A former top executive at some of the world’s largest and most iconic companies—including Ford Motor Co., The Boots Company and A.S. Watson Group—Flynn had taken three years off to focus on her family. It wasn’t clear when or even if she would return to the corporate world.

And then one day, she uttered seven words that would ultimately serve as a turning point in the evolution of her professional career.

“My older daughter, who was three at the time, kept biting her younger sister on the face,” Flynn said recently in an LHH Conversations Series live-stream event. “I found myself saying, ‘Stop biting your sister on the face’ repeatedly. It’s not something that I ever thought I’d be saying.”

The desire to return to the corporate world was getting quite strong. However, Flynn conceded that it wasn’t clear she could return to a senior job with a large corporation, something that she very much still wanted. “When I took my career break out, it tested my value proposition,” she said.

“I thought, ‘I’ve got three kids now, it’s hard to step back into a separate world.’ I had been used to making fast decisions and I was confident. Being out of the game for three years created doubt in my ability to return. My confidence had a dent for the first time in my career.”

Unexpectedly, a headhunter contacted her about a high-level job with Walmart Asia and—within months—she was back on her career track once again. “I’m a strong believer that if you make the right choices, you’re competent in what you do and can tell your story in a compelling way, then it won’t matter if you take time out to do different things.”

Flynn would go on to work five years for Walmart before striking out on her own as a strategic leadership consultant. In early 2016, she accepted the position of chief human resource officer with the Adecco Group in Zurich. Two years ago, she went back to her own consulting practice, with a focus on keynote speaking and advising executives and boards, leveraging her deep and broad HR expertise as well as business leadership.

Through her varied, three-decade career as an HR executive and business leader, Flynn said she learned many important lessons about how to manage a career, how to thrive as a woman in what is still largely a man’s world of business and, last but not least, how a well-structured network is your best lifeline at key career inflection points.

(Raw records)

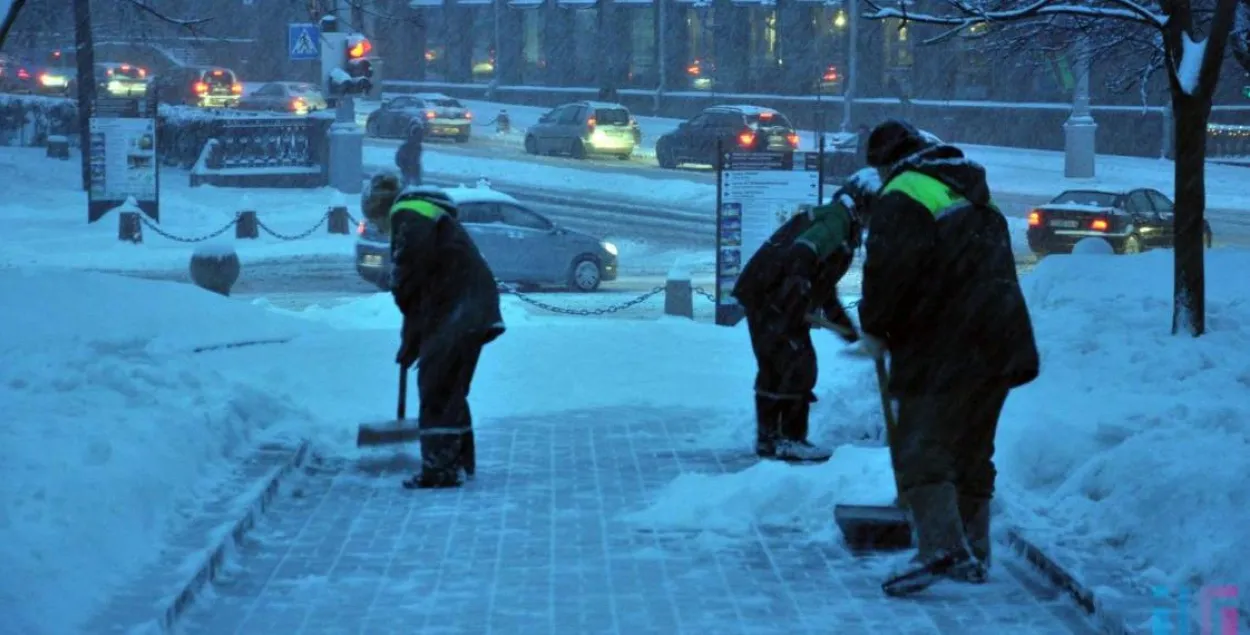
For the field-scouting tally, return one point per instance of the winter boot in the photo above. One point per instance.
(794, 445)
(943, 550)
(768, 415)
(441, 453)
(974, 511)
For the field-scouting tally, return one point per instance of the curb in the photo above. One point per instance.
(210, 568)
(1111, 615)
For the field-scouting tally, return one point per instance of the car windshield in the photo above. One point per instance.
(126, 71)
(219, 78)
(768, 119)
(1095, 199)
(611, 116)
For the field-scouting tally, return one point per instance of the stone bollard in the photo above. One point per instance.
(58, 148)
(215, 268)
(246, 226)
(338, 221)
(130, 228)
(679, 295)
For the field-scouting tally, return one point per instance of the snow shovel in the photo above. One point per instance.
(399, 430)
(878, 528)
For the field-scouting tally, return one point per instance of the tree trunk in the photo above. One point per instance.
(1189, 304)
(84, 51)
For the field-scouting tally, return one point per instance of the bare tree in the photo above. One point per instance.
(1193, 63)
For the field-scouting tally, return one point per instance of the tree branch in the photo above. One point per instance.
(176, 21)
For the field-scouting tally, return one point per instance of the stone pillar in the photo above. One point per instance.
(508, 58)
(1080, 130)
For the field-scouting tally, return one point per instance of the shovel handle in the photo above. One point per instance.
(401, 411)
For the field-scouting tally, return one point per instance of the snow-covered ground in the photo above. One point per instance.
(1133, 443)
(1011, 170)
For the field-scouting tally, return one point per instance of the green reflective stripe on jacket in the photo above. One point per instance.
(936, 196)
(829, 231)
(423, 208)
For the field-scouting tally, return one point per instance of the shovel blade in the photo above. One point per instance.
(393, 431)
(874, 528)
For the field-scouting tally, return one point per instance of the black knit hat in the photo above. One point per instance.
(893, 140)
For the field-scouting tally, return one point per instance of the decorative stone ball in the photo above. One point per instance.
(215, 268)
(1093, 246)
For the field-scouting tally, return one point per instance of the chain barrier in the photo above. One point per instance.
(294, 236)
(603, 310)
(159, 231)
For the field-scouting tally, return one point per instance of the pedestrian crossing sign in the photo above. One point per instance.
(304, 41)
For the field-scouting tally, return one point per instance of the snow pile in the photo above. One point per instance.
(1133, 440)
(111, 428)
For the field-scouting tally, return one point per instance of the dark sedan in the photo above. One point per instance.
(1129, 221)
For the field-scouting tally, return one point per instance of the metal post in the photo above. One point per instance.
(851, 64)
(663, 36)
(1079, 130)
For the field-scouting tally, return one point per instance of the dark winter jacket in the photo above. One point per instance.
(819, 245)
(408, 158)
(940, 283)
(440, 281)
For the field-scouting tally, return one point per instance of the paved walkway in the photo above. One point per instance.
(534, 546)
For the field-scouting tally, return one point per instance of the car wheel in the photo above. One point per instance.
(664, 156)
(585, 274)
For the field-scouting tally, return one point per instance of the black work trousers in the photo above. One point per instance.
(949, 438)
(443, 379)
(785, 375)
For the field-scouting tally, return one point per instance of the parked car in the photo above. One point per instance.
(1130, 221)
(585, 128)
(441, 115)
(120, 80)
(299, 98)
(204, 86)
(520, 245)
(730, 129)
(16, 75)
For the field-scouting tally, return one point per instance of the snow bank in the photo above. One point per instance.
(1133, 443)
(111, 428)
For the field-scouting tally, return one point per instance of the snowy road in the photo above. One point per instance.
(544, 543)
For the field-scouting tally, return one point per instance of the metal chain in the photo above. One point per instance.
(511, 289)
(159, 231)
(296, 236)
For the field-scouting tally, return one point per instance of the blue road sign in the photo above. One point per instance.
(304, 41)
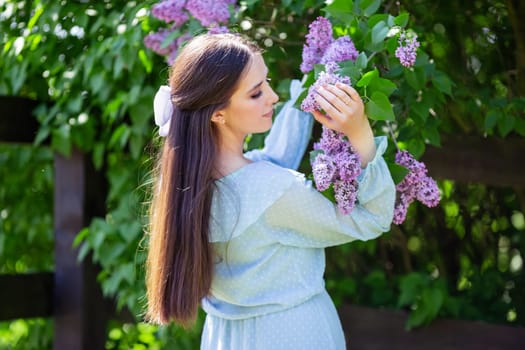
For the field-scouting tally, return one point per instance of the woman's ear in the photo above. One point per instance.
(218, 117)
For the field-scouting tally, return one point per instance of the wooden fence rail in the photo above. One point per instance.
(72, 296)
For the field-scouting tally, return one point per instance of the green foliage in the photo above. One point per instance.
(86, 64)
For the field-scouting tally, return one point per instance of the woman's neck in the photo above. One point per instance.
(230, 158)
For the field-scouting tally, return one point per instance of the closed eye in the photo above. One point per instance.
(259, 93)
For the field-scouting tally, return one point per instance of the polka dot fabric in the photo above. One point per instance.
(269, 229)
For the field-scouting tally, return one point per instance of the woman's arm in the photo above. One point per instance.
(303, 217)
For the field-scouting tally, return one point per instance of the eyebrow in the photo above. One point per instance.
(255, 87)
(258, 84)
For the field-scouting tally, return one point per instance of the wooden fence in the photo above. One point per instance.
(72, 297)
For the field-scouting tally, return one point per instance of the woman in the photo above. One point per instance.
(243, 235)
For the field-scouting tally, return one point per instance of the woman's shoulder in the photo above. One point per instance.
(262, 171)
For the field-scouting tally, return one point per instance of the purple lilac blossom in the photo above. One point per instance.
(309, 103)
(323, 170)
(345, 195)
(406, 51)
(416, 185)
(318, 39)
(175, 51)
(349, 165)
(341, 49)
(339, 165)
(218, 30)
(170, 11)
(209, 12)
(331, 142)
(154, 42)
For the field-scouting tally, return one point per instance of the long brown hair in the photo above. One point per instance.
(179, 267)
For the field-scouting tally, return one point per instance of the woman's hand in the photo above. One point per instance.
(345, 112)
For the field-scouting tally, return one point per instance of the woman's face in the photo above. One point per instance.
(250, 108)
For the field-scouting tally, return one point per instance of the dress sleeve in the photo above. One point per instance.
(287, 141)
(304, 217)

SHORT PROBLEM 1:
Condense the paragraph of the passage about Flynn's career that begins "Flynn would go on to work" into a bulleted list that keeps its main facts.
SHORT PROBLEM 2:
Please print the stretch of the passage about Flynn's career from "Flynn would go" through "as business leadership.".
Work from the passage about Flynn's career alone, not from the data.

EXERCISE OUTPUT 1:
- Worked five years at Walmart, then became an independent strategic leadership consultant.
- In early 2016, took the post of chief human resource officer with the Adecco Group in Zurich.
- Two years ago, returned to her own consulting practice, focusing on keynote speaking and advising executives and boards, drawing on her HR expertise and business leadership.

EXERCISE OUTPUT 2:
Flynn would go on to work five years for Walmart before striking out on her own as a strategic leadership consultant. In early 2016, she accepted the position of chief human resource officer with the Adecco Group in Zurich. Two years ago, she went back to her own consulting practice, with a focus on keynote speaking and advising executives and boards, leveraging her deep and broad HR expertise as well as business leadership.